> **Zadania do wykonania**
- 1) Proszę przytoczyć fragment tekstu o notowaniach ropy naftowej od słów "Podczas gdy rafinerie" do słów "popyt na ropę." włącznie, zmieniając "rafinerie" na "zakłady rafineryjne".
- 2) Na podstawie tekstu o notowaniach ropy naftowej proszę odpowiedzieć na poniższe pytania.
(a) W którym dniu tygodnia spadły notowania ropy naftowej?
(b) Czyje przemówienie zapowiedziano na ten tydzień?
(c) W którym miesiącu rafinerie w Chinach przetworzyły największą ilość ropy naftowej od lat?

> **Fragment strony**
<<<<
Investing.com - Notowania ropy naftowej spadły w poniedziałek w handlu azjatyckim, ponieważ rynki oczekiwały dalszych obniżek stóp procentowych w Chinach, podczas gdy polityka pieniężna USA pozostawała w centrum uwagi przed zbliżającym się przemówieniem przewodniczącego Rezerwy Federalnej Jerome'a Powella w tym tygodniu.
Rynki ropy naftowej odnotowały realizację zysków po silnych wzrostach w zeszłym tygodniu.
Podczas gdy rafinerie w Chinach przetworzyły w maju największą ilość ropy naftowej od lat, nadal utrzymywały się obawy o spowolnienie odbicia gospodarczego w kraju, co może ograniczyć zużycie paliwa i obniżyć ogólny popyt na ropę.
>>>>
> **Materiał źródłowy**
<<<<
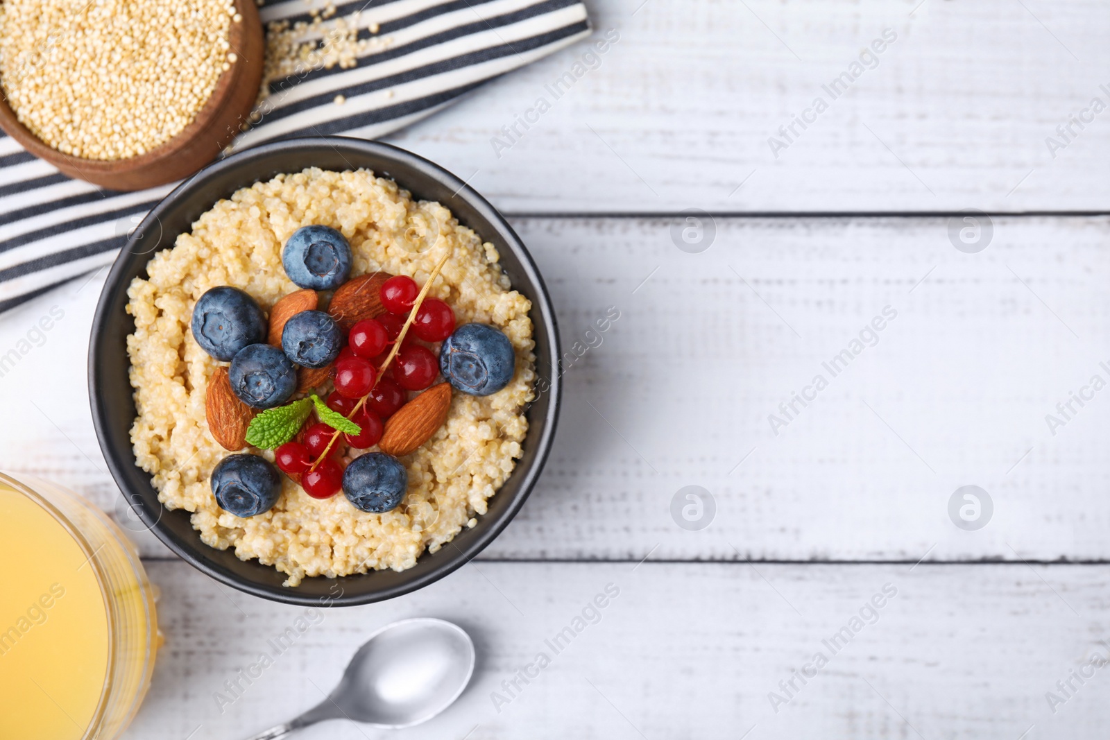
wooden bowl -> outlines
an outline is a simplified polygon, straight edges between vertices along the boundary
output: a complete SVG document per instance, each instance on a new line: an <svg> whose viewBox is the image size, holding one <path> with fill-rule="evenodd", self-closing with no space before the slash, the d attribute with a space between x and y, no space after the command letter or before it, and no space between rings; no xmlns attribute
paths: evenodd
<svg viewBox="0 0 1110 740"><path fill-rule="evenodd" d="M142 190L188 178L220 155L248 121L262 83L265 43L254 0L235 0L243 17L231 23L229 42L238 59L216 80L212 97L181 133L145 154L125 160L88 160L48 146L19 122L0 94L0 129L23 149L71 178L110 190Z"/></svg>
>>>>
<<<<
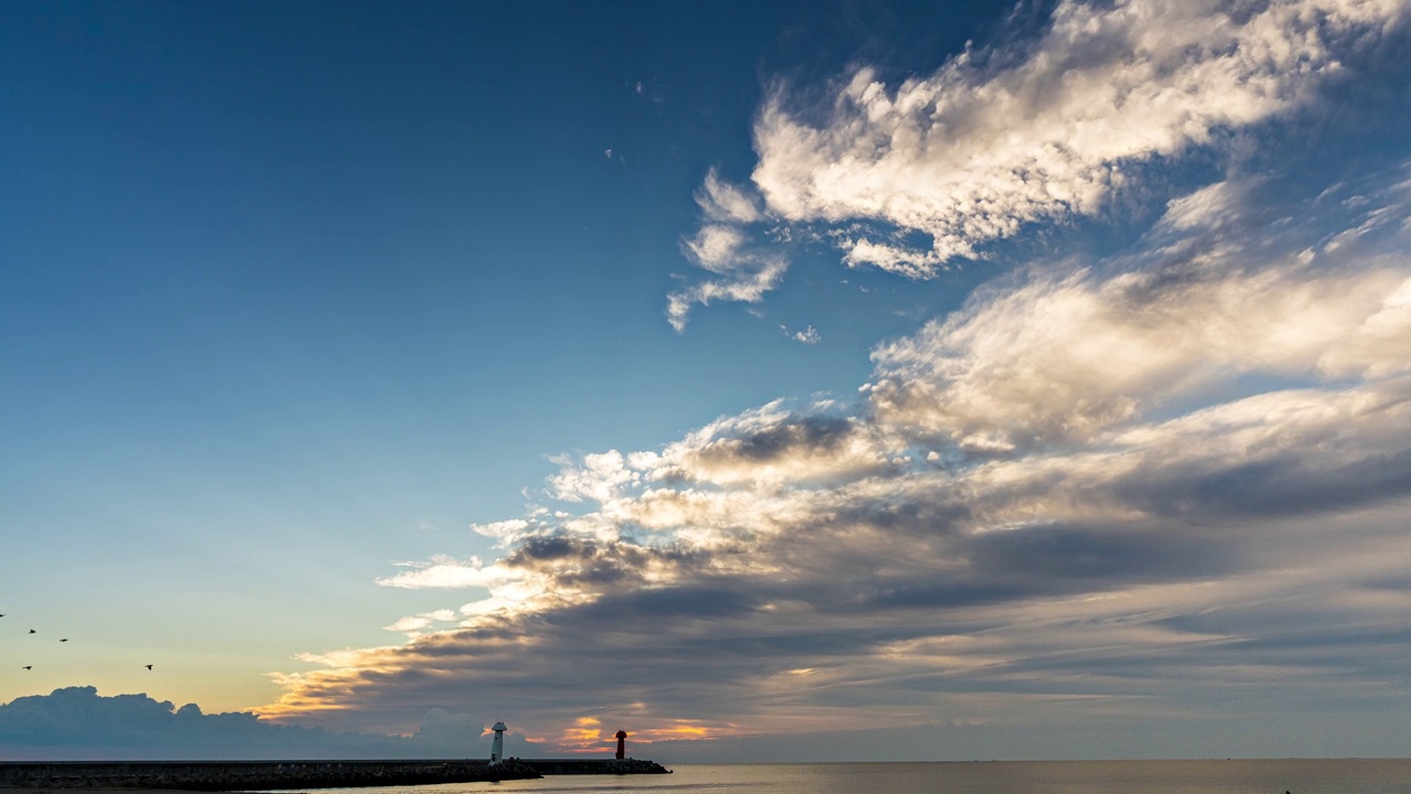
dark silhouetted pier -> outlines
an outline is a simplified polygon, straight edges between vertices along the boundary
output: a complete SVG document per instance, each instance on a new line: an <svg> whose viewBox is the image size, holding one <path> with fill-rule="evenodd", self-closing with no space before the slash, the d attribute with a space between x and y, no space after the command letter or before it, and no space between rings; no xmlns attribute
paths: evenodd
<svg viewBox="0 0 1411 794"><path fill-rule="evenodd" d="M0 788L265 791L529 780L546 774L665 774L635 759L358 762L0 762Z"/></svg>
>>>>
> **Rozwiązania zadań**
- 1)
Podczas gdy zakłady rafineryjne w Chinach przetworzyły w maju największą ilość ropy naftowej od lat, nadal utrzymywały się obawy o spowolnienie odbicia gospodarczego w kraju, co może ograniczyć zużycie paliwa i obniżyć ogólny popyt na ropę.

- 2)
(a) W poniedziałek.
(b) Przewodniczącego Rezerwy Federalnej Jerome'a Powella.
(c) W maju.